Arrêt du 12 juin 2007
Ire Cour de droit public

MM. les Juges Féraud, Président,
Aeschlimann et Fonjallaz.
Greffier: M. Rittener.

A. ________,
recourant, représenté par Me Henri Carron, avocat,

contre

Office central du Ministère public du canton du Valais, route de Gravelone 1,
case postale 2282,
1950 Sion 2,
Tribunal cantonal du canton du Valais,
Cour pénale II, Palais de Justice, 1950 Sion 2.

procédure pénale; appréciation des preuves,

recours de droit public contre le jugement de la Cour pénale II du Tribunal
cantonal du canton du Valais du 28 décembre 2006.

Faits:

A.
Par jugement du 15 mai 2006, le Tribunal des districts de Martigny et
St-Maurice a condamné A.________ à une peine de 9 mois d'emprisonnement pour
violation de la loi fédérale sur les stupéfiants (LStup; RS 812.121) et l'a
acquitté de l'accusation d'escroquerie au sens de l'art. 146 CP. Il a
notamment retenu les faits suivants:
En mai 2003, A.________ a conclu avec la société B.________ un contrat
portant sur la culture de 18'000 m2 de chanvre devant être utilisé dans la
production d'huile essentielle. Alors qu'il était censé livrer la totalité de
la récolte à B.________, il en a détourné une partie pour en tirer des
produits stupéfiants destinés à la vente. Le 15 octobre 2003, la police a
séquestré dans des locaux occupés par l'intéressé à Vernayaz et Martigny plus
de 1700 kg de plantes entières de chanvre en phase de séchage, 340 kg de
petites branches de chanvre sec et 200 kg de plantes entières de chanvre
frais. Le 6 novembre 2003, la police a découvert dans un autre local,
appartenant à C.________, trente cartons de 100 lt et douze cartons de 80 lt
de branchettes de chanvre avec sommités florales, cinquante et un sachets de
200 g de têtes ainsi que des résidus stockés dans trois cartons de 100 lt et
un tonneau. Cette marchandise provenait également des détournements opérés
par A.________. Confronté à une version différente de ce dernier - qui
soutenait en substance que B.________ l'avait chargé d'entreposer des plantes
de chanvre dans ses dépôts, tout en reconnaissant en avoir détourné une
partie pour l'offrir comme stupéfiant - le Tribunal de district l'a écartée.

B.
A.________ a formé un appel contre ce jugement devant la Cour pénale II du
Tribunal cantonal du canton du Valais (ci-après: le Tribunal cantonal). Il a
également requis le versement des  dépens qui lui avaient été octroyés, ce
qui lui a été refusé en raison de l'effet dévolutif complet de l'appel. Par
jugement du 28 décembre 2006, le Tribunal cantonal a rejeté l'appel,
considérant en substance que les explications de l'intéressé sur la présence
de chanvre dans les locaux susmentionnés n'étaient pas crédibles et qu'il ne
faisait pas de doute que les produits saisis étaient destinés à être vendus
comme stupéfiants.

Entrées listées ::
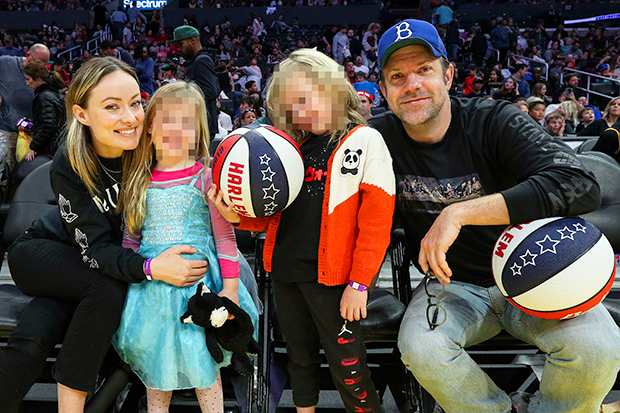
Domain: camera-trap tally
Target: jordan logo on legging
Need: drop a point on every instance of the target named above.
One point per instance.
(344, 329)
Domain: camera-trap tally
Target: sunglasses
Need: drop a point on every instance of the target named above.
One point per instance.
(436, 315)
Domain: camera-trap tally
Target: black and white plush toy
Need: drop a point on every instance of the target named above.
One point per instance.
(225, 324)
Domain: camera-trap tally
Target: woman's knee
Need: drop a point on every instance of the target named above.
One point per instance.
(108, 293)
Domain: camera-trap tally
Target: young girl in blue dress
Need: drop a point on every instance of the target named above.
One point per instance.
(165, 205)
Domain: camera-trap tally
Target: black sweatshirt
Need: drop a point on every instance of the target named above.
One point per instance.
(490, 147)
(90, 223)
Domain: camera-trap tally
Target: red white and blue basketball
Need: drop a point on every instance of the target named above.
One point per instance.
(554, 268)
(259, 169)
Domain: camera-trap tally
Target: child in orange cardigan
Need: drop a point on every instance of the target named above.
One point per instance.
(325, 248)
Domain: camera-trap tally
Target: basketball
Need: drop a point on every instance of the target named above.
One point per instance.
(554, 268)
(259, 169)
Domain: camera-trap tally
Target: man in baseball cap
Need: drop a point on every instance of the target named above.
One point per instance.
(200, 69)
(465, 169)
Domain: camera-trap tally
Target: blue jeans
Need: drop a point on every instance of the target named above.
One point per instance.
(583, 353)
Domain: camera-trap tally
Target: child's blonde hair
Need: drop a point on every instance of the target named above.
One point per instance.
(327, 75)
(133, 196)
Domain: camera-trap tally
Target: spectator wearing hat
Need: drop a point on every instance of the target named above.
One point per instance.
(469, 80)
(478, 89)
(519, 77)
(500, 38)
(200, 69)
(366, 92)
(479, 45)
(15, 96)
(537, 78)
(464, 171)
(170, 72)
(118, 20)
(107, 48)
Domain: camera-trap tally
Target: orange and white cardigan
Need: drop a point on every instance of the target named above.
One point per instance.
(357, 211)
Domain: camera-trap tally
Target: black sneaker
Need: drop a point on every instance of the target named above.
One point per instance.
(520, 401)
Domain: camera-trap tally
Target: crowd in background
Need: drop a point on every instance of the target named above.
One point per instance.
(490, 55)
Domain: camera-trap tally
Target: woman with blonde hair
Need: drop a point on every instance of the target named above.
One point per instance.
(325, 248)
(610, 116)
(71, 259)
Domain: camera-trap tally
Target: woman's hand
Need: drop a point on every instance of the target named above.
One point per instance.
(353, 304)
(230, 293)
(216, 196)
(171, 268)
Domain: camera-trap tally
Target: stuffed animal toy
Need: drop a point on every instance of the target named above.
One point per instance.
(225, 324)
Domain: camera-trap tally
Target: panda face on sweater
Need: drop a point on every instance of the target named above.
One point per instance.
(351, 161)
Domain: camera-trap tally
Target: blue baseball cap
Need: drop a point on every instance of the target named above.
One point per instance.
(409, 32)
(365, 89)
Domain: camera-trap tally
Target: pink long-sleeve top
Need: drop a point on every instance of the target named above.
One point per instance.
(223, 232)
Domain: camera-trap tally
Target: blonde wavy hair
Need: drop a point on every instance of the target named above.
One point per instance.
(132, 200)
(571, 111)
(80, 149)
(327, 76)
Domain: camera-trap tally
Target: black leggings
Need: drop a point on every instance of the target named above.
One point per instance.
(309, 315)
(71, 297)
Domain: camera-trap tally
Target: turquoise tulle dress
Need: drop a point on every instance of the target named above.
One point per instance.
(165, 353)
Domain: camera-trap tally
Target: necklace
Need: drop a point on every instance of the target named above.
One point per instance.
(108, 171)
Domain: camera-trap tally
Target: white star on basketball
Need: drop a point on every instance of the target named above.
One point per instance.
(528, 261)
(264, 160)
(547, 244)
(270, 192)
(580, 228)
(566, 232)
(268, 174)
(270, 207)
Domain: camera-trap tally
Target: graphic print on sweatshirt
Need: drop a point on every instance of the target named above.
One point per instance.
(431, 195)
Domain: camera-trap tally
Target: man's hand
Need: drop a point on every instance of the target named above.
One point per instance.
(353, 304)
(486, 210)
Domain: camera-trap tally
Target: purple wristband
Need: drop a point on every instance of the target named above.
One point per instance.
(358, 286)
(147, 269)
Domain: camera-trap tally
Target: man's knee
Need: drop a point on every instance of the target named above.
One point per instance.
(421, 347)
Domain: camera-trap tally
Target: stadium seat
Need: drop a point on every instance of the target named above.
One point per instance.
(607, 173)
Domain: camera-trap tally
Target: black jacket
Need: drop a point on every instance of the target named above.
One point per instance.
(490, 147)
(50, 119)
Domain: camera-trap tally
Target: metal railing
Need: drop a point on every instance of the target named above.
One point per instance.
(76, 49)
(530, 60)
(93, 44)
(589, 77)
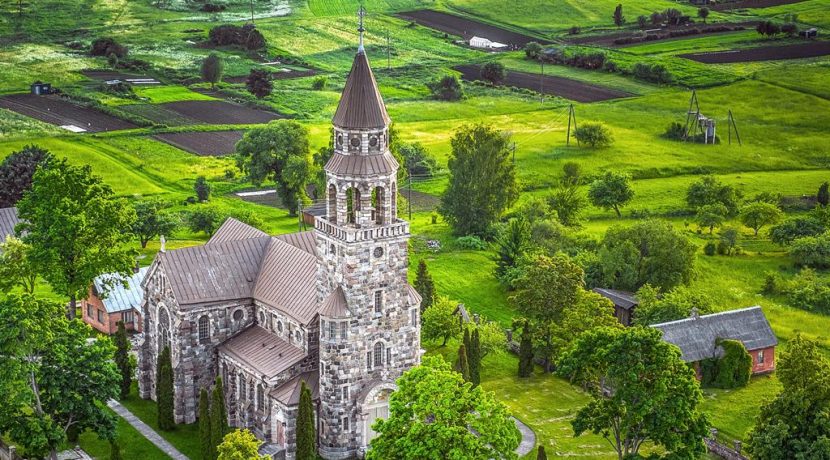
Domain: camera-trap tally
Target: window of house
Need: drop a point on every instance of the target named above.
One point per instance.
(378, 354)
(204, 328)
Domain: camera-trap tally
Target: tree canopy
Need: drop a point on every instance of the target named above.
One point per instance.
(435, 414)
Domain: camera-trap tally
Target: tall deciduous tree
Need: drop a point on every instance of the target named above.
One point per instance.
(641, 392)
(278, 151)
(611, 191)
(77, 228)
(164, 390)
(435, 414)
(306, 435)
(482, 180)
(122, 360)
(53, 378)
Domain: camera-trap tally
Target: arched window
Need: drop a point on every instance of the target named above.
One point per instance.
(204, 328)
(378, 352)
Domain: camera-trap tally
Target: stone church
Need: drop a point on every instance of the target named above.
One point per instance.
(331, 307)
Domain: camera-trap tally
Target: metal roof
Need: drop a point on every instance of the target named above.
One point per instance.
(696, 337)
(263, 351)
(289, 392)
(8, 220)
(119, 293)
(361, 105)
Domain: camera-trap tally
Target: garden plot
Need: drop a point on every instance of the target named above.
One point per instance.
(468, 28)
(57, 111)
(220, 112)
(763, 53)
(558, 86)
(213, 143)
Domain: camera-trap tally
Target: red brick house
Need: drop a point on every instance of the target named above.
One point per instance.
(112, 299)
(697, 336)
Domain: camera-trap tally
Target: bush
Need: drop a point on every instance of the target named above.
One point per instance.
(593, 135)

Consignes de travail ::
a) Répondez à ces questions d'après l'arrêt :
(i) Quelle surface de chanvre le contrat conclu en mai 2003 avec B.________ couvrait-il ?
(ii) À quelle peine le Tribunal des districts de Martigny et St-Maurice a-t-il condamné A.________ ?
(iii) Pour quelle raison le versement des dépens a-t-il été refusé ?
b) Recopiez à l'identique le passage de l'arrêt qui commence par « Office central du » et se termine par « 28 décembre 2006. ».

Corrigé de l'exercice ::
a)
(i) 18'000 m2.
(ii) 9 mois d'emprisonnement.
(iii) En raison de l'effet dévolutif complet de l'appel.

b)
Office central du Ministère public du canton du Valais, route de Gravelone 1,
case postale 2282,
1950 Sion 2,
Tribunal cantonal du canton du Valais,
Cour pénale II, Palais de Justice, 1950 Sion 2.

procédure pénale; appréciation des preuves,

recours de droit public contre le jugement de la Cour pénale II du Tribunal
cantonal du canton du Valais du 28 décembre 2006.